Your objective » Transcribe all the entries word for word, omitting any pictures they contain.

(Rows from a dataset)
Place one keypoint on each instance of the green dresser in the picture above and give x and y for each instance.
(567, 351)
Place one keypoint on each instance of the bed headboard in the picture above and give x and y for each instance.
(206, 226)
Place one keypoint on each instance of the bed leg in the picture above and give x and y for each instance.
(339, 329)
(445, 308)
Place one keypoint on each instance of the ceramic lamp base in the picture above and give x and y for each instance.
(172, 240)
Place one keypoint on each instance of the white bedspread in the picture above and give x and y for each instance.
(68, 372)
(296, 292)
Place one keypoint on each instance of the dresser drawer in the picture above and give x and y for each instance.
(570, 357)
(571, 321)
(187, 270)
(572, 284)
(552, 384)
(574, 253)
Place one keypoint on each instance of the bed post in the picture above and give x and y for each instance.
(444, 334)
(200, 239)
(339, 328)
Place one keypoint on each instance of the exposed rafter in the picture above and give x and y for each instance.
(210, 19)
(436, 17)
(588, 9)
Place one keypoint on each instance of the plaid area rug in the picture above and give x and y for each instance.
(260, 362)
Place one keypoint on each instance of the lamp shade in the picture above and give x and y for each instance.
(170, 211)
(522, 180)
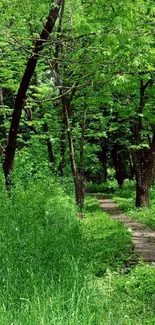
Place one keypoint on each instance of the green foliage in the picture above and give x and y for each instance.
(126, 198)
(101, 231)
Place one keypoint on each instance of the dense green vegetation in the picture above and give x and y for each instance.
(77, 98)
(59, 269)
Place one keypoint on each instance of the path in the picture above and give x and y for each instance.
(142, 236)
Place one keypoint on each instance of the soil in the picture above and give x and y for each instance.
(142, 236)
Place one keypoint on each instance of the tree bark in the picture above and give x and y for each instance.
(143, 158)
(118, 165)
(20, 98)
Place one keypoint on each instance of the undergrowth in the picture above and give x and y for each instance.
(57, 269)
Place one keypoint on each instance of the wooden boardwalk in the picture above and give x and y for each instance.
(142, 236)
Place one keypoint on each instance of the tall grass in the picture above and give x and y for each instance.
(57, 269)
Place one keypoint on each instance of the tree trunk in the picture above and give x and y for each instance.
(20, 98)
(143, 158)
(118, 165)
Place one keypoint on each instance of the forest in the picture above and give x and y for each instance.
(77, 128)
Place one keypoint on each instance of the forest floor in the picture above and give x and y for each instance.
(142, 236)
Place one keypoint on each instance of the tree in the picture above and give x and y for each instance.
(20, 98)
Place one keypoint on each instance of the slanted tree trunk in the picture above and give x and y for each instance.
(82, 177)
(77, 177)
(2, 119)
(20, 98)
(118, 165)
(143, 158)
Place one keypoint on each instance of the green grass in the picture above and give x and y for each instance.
(57, 269)
(126, 200)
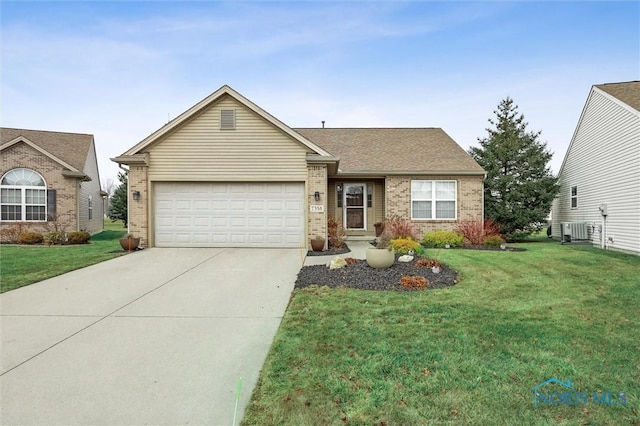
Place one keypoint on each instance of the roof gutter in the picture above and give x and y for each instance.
(131, 159)
(412, 173)
(76, 175)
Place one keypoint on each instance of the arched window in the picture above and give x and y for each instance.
(23, 196)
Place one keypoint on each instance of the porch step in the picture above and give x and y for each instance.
(360, 238)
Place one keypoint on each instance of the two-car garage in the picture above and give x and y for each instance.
(234, 214)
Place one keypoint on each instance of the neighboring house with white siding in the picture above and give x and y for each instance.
(48, 177)
(226, 173)
(600, 175)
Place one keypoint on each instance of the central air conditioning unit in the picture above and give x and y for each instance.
(574, 231)
(580, 231)
(565, 231)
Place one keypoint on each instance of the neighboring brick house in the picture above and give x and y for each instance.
(226, 173)
(48, 177)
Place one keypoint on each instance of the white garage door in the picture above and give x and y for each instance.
(229, 214)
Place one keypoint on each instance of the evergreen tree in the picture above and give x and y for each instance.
(519, 188)
(118, 204)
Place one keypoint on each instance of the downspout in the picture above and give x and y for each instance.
(78, 195)
(126, 172)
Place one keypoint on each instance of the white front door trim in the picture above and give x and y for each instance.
(347, 207)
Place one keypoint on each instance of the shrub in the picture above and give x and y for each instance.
(414, 282)
(494, 241)
(384, 240)
(428, 263)
(442, 238)
(403, 245)
(30, 237)
(53, 238)
(78, 237)
(335, 233)
(475, 231)
(399, 227)
(10, 235)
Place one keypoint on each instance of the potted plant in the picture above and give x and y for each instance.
(129, 242)
(317, 243)
(382, 255)
(379, 228)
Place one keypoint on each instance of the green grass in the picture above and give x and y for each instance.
(468, 354)
(24, 265)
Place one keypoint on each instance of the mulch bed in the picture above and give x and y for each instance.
(343, 250)
(362, 276)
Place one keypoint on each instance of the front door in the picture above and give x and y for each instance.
(354, 202)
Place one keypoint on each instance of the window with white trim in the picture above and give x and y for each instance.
(23, 196)
(227, 119)
(433, 199)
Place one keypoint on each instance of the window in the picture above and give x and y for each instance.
(23, 196)
(433, 199)
(227, 119)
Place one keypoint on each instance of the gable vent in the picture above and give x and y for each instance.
(227, 119)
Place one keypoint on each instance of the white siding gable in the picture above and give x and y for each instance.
(603, 162)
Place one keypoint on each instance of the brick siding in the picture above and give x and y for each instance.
(316, 181)
(22, 155)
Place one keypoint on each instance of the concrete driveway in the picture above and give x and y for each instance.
(160, 336)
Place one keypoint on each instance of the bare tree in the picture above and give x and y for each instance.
(109, 186)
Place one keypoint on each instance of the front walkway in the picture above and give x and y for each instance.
(358, 251)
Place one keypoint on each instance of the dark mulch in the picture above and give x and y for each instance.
(361, 276)
(343, 250)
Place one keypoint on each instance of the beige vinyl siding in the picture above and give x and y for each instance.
(91, 188)
(603, 161)
(255, 151)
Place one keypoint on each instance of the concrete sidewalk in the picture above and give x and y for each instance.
(160, 336)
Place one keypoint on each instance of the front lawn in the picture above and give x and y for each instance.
(468, 354)
(24, 265)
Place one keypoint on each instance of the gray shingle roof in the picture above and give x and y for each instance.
(628, 92)
(72, 148)
(379, 150)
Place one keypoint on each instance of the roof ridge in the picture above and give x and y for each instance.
(368, 128)
(617, 82)
(20, 129)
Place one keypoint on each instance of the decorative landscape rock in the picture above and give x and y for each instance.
(337, 263)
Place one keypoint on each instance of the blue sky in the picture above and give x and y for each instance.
(120, 70)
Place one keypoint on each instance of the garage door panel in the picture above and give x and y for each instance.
(229, 214)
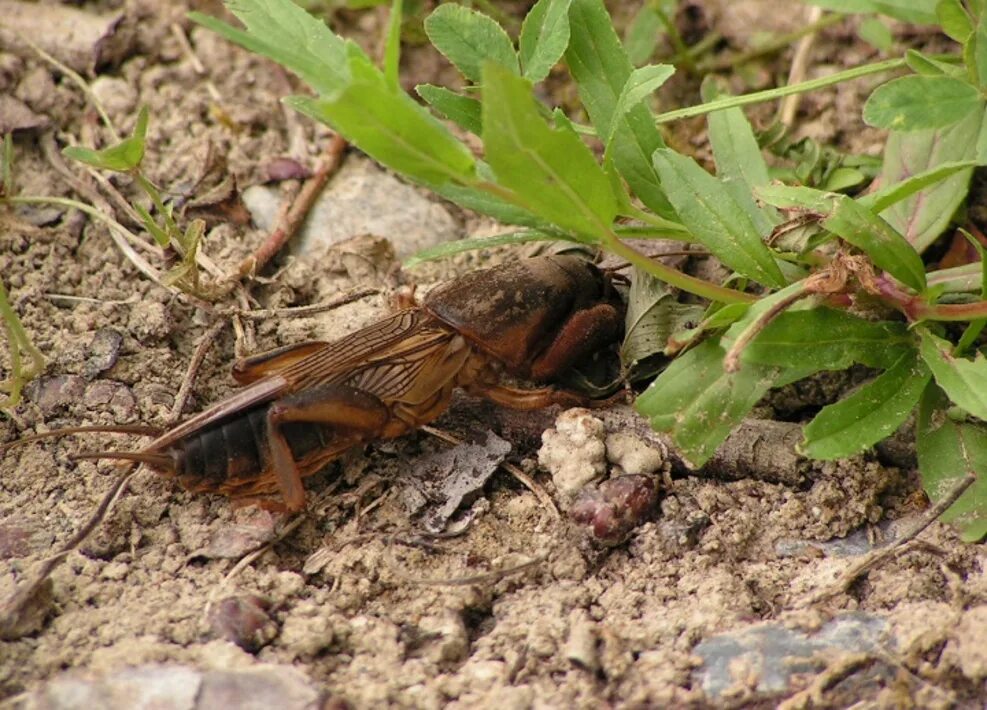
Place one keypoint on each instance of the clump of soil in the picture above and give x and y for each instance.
(362, 606)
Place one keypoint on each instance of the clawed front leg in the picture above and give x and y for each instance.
(350, 409)
(528, 399)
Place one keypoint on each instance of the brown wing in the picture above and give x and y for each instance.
(399, 342)
(385, 359)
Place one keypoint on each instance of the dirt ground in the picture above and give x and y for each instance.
(709, 604)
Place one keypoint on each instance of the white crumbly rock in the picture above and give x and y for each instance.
(574, 452)
(633, 455)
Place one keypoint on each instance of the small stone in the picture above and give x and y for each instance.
(306, 635)
(580, 648)
(453, 642)
(55, 391)
(149, 320)
(102, 352)
(633, 455)
(245, 621)
(574, 451)
(117, 96)
(612, 510)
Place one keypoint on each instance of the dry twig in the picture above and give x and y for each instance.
(294, 216)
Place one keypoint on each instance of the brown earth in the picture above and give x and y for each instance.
(351, 596)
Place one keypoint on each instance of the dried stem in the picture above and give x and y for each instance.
(295, 215)
(877, 557)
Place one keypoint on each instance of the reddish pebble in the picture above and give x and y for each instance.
(244, 620)
(614, 508)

Expected answer »
Place one keypoint on each instance of the green dresser in the picture above and give x and y for each instance.
(567, 351)
Place one keypoint on each instance of the bed headboard in the picture above and give x and y for each instance.
(206, 226)
Place one keypoint on each instance of the bed leg in the picture above and give x and y for each instance.
(339, 329)
(445, 308)
Place one keypoint on each instance of the ceramic lamp base in the picture above and give x and y for each instance.
(172, 240)
Place one keypoint on each instance of the white bedspread in the picture above and give x and y for each instance.
(68, 372)
(296, 292)
Place one keypoint on each instance of the dresser drawer in the picture above and give x and y for each instance.
(570, 357)
(571, 321)
(187, 270)
(572, 284)
(552, 384)
(574, 253)
Place one keypoint on each instance of the bed post in the picture above and give x and y for each instance.
(444, 334)
(200, 239)
(339, 328)
Place one keypoint on each instance of the exposed rafter in the picture above and give x and y for each instance.
(210, 19)
(436, 17)
(588, 9)
Place one keypoint on each instance of the plaid area rug in the picture above and give x and y for each instance.
(260, 362)
Place one keypoint on each instance of the lamp shade in the picture above and give x and y for each instance.
(170, 211)
(522, 180)
Place one keypoint on each instance of the green foliage in the picture above and give x and y for each instance.
(126, 198)
(101, 231)
Place one keypoint on each instance of the dense green vegetation in the picture above and give x and y for each instance.
(77, 98)
(59, 269)
Place one keypoint on each instance of the path in the picture above and give x and y for each instance.
(142, 236)
Place one keypoint on each instance of the soil in the picture above and give x and y for each instance.
(142, 236)
Place one keypoint on each instance of the tree bark in the picture above and give x and y for each instance.
(143, 158)
(118, 165)
(20, 98)
Place one keypoint on each instance of the undergrowth in the picture above and give x and y for each instance.
(57, 269)
Place one keypoint on each instance of the wooden boardwalk in the picture above and give x and y for each instance.
(142, 236)
Place one keypoint on each instance of the tall grass in the picture above and give x and y for each instance.
(57, 269)
Place one keypoint on each instance of the tree trunk in the picture above and give x and y for each instance.
(20, 98)
(143, 158)
(118, 165)
Place one keypoint on each instance of the forest in the picture above and give x and y for each instance.
(77, 128)
Place one keypoint on each instance of the forest floor in the picture above and give x and y for each instance.
(142, 236)
Place one keypoint on each instance of the tree in the picture above and give x and y for each instance.
(20, 98)
Place one keypoint on each instance of the slanted tree trunk in the picture above and give x and y for each instance.
(82, 177)
(77, 177)
(2, 119)
(20, 98)
(118, 165)
(143, 158)
Place one keypoint on each instance of the green grass in the picture above and give x and y for each instance.
(57, 269)
(126, 200)
Place one keypoint on each instance of the roof gutter in the picture above and give x and y for each instance.
(131, 159)
(412, 173)
(76, 175)
Place one keypoint on each instance of the arched window in the picture above and give x and y for each instance.
(23, 196)
Place one keypoint on each instance of the porch step in the picture above and give x and y for each instance.
(360, 238)
Place one keypoint on each instance of the two-car garage in the picture above and give x and y for each instance.
(234, 214)
Place one keypoint on each instance of the neighboring house with white siding in the picture above and give x and y for each instance.
(48, 177)
(226, 173)
(600, 175)
Place one keypoint on each instance of the central air conditioning unit in the picture above and give x and y for each instance.
(574, 231)
(580, 231)
(565, 231)
Place one keypoint on each instance of the neighboring brick house in the picture above and give x and y for each instance.
(226, 173)
(48, 177)
Place one keypoint on each instance of the white garage door in the picture above and give x and y for each instance.
(229, 214)
Place one keypoint on each instance of the evergreen tree in the picture above and give x and y for each instance.
(519, 188)
(118, 204)
Place one keypoint on each instance of the downspout in the picture above and give x and y for each instance.
(78, 195)
(126, 172)
Place one keypoint on each instance of the white front door trim in the picture above and give x and y for each instance.
(347, 207)
Place one keypoint on each instance of the shrub in the picture above and give x and y for each instance.
(414, 282)
(494, 241)
(384, 240)
(428, 263)
(442, 238)
(403, 245)
(30, 237)
(53, 238)
(78, 237)
(335, 233)
(475, 231)
(399, 227)
(10, 235)
Place one keypoint on each instance of the potted plant in the picture above and give x and y for each instance.
(129, 242)
(317, 243)
(382, 255)
(379, 228)
Place one keypoint on each instance of the green grass in the picture above and give x and y for each instance.
(468, 354)
(24, 265)
Place one keypoint on each instance of the mulch bed in the picture above and give x and y for each instance.
(343, 250)
(362, 276)
Place one keypoint on each instance of the front door in the picture above and give x and y for each instance.
(354, 202)
Place one keypoint on each instance of the window with white trim in the picture above and give x and y for each instance.
(23, 196)
(227, 119)
(433, 199)
Place one keypoint on each instance of the window in the picture above and give x and y for each instance.
(23, 196)
(433, 199)
(227, 119)
Place one keypoint on each instance of the gable vent in the picture above and give x and y for each instance.
(227, 119)
Place one keypoint on each instance of the white siding gable in the picture above and give x and y for each instance.
(603, 162)
Place one keypoint on each instance of the brick siding in the picture above and give x and y for each instance.
(316, 181)
(22, 155)
Place one keypoint on each instance of the concrete driveway in the picture above and give x and y for each instance.
(160, 336)
Place one keypoint on each instance of the bare tree in the picture above and give x and y for each instance.
(109, 186)
Place one keypoint on each instance of the front walkway in the picture above and give x and y for each instance.
(358, 251)
Place one keypoint on each instance of the dark mulch in the picture above and give x and y for each instance.
(361, 276)
(343, 250)
Place one keypoint on each instance of the beige vinyl siding in the picture above and give x and y for each instance.
(91, 188)
(603, 161)
(255, 151)
Place one keypoint on each instance of the concrete sidewalk in the picture above and give x and y for each instance.
(160, 336)
Place one keypoint on each instance of the front lawn in the picture above and give x and y for each instance.
(468, 354)
(24, 265)
Place one keypoint on each instance of the gray shingle roof in the picture above and give x and y for each instance.
(628, 92)
(72, 148)
(379, 150)
Place one keypoint on each instance of the roof ridge in the picture above and give x and y for each instance.
(368, 128)
(617, 82)
(20, 129)
Place one keypoint on each instance of the decorative landscape rock in the picture above and give x and y for each instance.
(337, 263)
Place one keypoint on each instance of the blue sky in the picture above and give x and y for each instance.
(120, 70)
Place one keypoint on each instance of the garage door panel in the picture above and give x and y for each instance.
(229, 214)
Place one keypoint on each instance of the clump of soil in the picture above and give x and y for each instance.
(362, 606)
Place one keypoint on each instance of the clawed front leg in the picture above and give x and y for each instance.
(350, 409)
(528, 399)
Place one keypoint on each instance of the brown wing in the picture above and give x and y for each instance.
(399, 342)
(385, 359)
Place one keypoint on each instance of the dirt ground in the picture above and give x and y for each instance.
(709, 604)
Place one keypoint on each instance of the white crumbly rock in the picture above and give x and y for each instance.
(574, 452)
(633, 455)
Place one keypoint on each instance of the small stone in the picture above and give x and y for each instance.
(306, 635)
(580, 648)
(453, 642)
(55, 391)
(149, 320)
(102, 352)
(633, 455)
(245, 621)
(574, 451)
(117, 96)
(612, 510)
Place one keypoint on each instance of the dry twig in the picture above and give x and y for each instance.
(294, 216)
Place one keypoint on each instance of the brown earth in the picture above and give x and y for each instance.
(351, 596)
Place one keypoint on each instance of the dried stem in the picture above and give x and y for each instance.
(295, 215)
(877, 557)
Place one keypoint on each instance of the reddish pebble in the picture above and give x and y for each instance.
(244, 620)
(614, 508)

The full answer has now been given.